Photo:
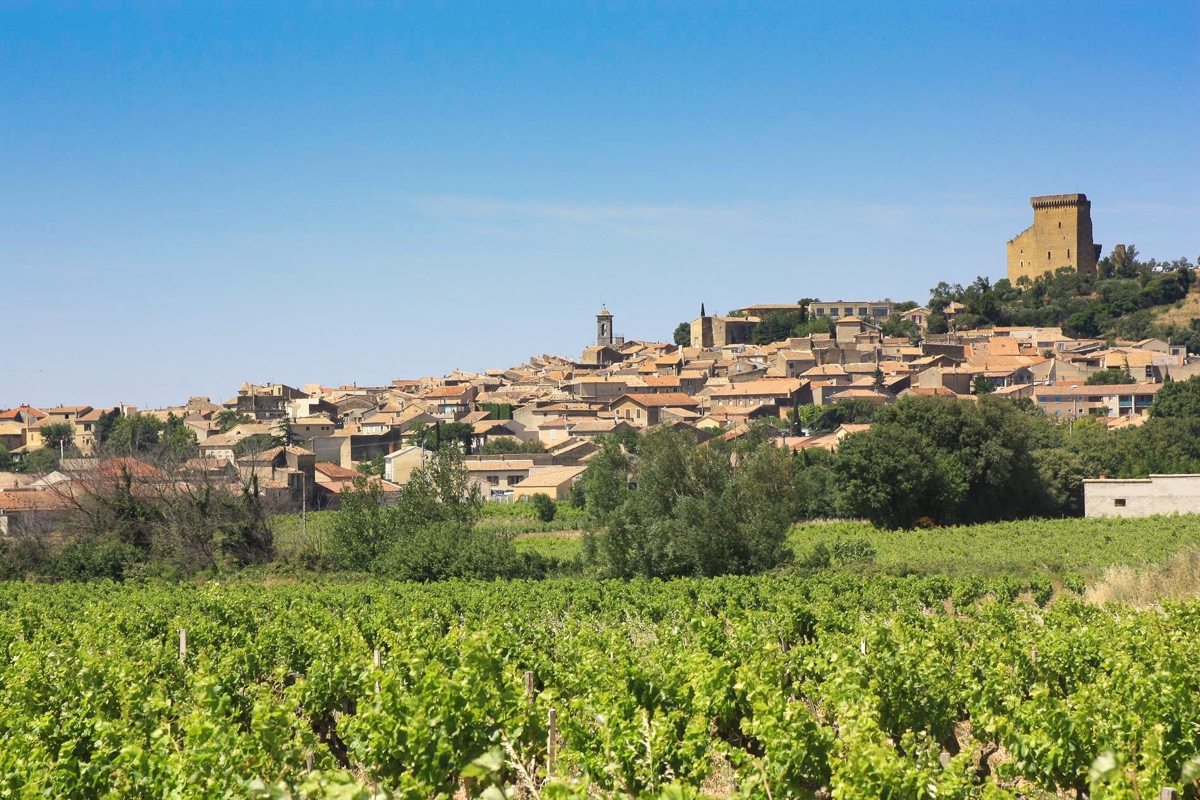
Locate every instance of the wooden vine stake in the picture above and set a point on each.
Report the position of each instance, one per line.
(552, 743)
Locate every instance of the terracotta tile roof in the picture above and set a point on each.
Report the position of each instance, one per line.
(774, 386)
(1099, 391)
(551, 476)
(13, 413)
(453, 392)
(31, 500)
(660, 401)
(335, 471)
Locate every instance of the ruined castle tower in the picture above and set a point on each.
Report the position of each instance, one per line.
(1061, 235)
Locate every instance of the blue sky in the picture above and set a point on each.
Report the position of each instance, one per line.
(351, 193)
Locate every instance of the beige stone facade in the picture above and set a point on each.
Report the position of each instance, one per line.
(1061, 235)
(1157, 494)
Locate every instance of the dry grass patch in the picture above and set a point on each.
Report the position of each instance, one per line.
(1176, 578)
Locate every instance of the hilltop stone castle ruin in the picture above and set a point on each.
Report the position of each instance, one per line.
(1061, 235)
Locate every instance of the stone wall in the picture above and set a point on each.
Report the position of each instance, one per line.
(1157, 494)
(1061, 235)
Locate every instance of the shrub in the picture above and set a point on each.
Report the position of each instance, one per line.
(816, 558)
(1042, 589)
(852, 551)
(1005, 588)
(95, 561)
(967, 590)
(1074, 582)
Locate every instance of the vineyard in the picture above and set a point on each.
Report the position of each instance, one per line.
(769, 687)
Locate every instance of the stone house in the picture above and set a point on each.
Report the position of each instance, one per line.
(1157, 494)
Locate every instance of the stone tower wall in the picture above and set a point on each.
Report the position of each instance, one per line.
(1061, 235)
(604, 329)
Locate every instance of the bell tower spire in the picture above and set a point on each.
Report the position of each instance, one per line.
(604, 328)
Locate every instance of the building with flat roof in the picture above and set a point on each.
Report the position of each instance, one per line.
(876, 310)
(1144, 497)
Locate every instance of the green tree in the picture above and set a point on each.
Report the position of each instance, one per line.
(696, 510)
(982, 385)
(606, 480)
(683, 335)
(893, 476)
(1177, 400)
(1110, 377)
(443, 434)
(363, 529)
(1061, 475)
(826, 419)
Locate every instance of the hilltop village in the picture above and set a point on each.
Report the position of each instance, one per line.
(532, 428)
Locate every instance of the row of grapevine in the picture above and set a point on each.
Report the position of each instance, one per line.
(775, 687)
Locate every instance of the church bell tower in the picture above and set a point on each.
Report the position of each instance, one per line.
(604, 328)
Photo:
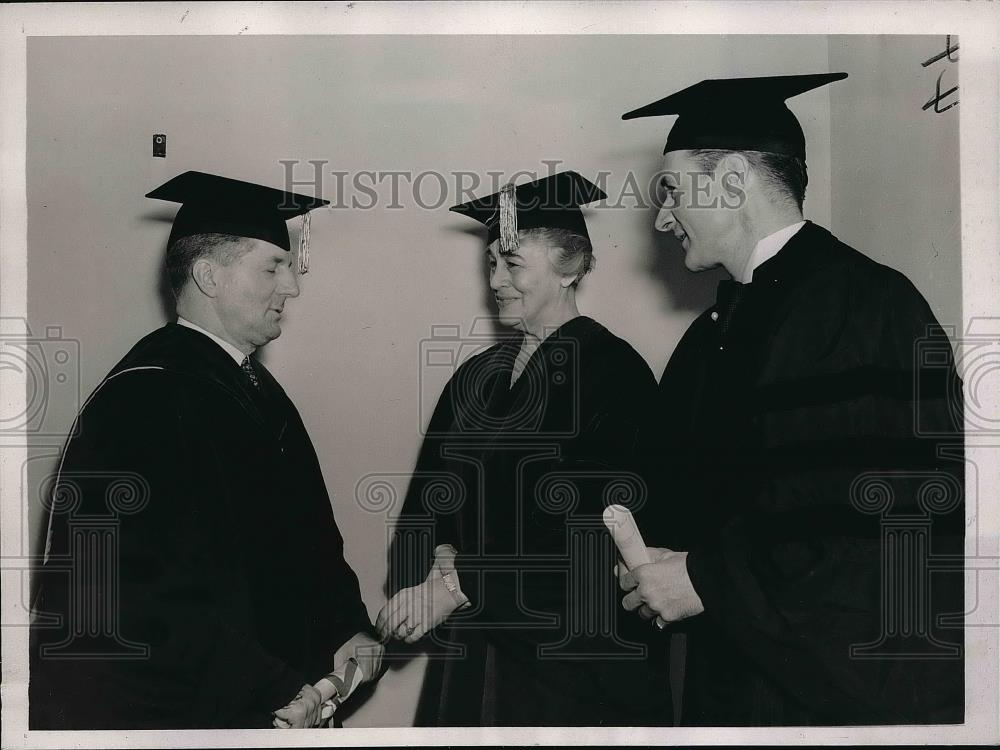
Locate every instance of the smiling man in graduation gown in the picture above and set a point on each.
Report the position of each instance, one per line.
--
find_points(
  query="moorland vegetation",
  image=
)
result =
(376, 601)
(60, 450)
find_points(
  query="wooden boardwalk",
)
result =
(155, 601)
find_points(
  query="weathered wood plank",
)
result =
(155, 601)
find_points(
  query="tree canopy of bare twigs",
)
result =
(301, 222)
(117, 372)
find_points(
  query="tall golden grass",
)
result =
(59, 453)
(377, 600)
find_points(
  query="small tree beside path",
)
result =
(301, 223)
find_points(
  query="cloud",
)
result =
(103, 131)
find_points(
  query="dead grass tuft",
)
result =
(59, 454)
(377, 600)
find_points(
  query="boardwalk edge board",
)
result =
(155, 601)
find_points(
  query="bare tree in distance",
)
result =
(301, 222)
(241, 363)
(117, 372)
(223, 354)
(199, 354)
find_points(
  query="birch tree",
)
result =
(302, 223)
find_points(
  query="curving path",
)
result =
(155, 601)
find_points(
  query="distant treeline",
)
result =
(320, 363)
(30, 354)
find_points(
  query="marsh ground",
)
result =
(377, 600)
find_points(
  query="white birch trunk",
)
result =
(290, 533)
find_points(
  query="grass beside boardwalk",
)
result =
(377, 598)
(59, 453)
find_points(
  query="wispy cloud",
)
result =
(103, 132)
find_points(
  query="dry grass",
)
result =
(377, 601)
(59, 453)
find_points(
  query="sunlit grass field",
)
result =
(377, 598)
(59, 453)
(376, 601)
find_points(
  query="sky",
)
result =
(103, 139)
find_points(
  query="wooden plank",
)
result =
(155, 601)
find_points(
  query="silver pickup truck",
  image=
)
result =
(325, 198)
---
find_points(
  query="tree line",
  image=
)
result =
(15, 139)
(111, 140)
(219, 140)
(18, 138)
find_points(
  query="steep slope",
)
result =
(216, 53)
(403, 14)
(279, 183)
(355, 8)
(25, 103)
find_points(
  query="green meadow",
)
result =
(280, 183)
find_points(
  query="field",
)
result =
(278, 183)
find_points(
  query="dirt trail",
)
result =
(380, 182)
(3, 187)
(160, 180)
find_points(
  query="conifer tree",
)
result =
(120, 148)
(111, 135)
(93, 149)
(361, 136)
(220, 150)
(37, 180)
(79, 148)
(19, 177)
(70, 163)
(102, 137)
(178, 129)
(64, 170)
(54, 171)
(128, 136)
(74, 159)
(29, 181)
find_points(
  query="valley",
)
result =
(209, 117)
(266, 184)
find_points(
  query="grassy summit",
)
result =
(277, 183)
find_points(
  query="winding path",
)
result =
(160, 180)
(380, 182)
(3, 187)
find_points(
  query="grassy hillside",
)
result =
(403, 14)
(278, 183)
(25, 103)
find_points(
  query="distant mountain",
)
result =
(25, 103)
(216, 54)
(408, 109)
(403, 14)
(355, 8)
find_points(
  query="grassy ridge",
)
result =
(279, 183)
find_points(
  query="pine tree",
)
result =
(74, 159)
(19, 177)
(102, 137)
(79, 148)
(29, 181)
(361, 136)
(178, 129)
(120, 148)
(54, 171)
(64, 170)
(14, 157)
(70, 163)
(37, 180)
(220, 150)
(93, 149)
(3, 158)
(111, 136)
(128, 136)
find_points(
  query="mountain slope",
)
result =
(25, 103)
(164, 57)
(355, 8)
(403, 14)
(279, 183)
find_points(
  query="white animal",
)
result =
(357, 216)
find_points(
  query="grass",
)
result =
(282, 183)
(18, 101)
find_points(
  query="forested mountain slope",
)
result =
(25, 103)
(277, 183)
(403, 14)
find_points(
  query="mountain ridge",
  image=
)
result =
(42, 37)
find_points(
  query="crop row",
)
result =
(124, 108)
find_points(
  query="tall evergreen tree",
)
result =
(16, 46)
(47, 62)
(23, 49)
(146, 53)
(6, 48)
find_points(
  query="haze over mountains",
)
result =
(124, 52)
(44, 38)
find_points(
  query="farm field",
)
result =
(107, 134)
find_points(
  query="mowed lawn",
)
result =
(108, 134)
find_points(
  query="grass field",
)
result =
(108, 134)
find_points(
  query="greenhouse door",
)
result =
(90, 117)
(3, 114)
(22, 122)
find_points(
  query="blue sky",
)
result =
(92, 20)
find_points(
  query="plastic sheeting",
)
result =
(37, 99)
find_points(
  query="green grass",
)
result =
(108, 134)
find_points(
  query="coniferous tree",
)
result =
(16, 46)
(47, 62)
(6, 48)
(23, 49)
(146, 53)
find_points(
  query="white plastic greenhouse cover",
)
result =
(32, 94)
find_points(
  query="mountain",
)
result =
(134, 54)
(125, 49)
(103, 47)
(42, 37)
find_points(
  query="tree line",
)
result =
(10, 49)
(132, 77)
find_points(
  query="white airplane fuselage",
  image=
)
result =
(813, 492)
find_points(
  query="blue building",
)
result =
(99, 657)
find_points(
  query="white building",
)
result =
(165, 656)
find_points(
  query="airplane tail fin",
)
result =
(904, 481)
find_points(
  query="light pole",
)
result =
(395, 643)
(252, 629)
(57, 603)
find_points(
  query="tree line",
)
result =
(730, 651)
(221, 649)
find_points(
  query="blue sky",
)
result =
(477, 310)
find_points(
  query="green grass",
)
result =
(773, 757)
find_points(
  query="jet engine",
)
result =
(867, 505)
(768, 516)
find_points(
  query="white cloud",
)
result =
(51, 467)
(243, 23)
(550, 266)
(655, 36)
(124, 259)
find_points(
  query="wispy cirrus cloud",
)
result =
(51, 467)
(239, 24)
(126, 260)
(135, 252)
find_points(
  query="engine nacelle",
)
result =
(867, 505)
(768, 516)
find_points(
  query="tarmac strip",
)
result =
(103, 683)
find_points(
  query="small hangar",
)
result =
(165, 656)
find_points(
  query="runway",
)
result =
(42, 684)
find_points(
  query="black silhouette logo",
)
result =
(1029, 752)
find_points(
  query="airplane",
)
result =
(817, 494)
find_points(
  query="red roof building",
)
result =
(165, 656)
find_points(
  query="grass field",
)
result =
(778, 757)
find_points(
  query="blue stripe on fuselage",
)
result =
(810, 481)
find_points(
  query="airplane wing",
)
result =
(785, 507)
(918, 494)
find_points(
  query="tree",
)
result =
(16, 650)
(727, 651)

▶ _What the task asks_
Copy down each line in the entries that has the word "plank".

▶ _Written answer_
  query="weathered wood plank",
  query="wooden plank",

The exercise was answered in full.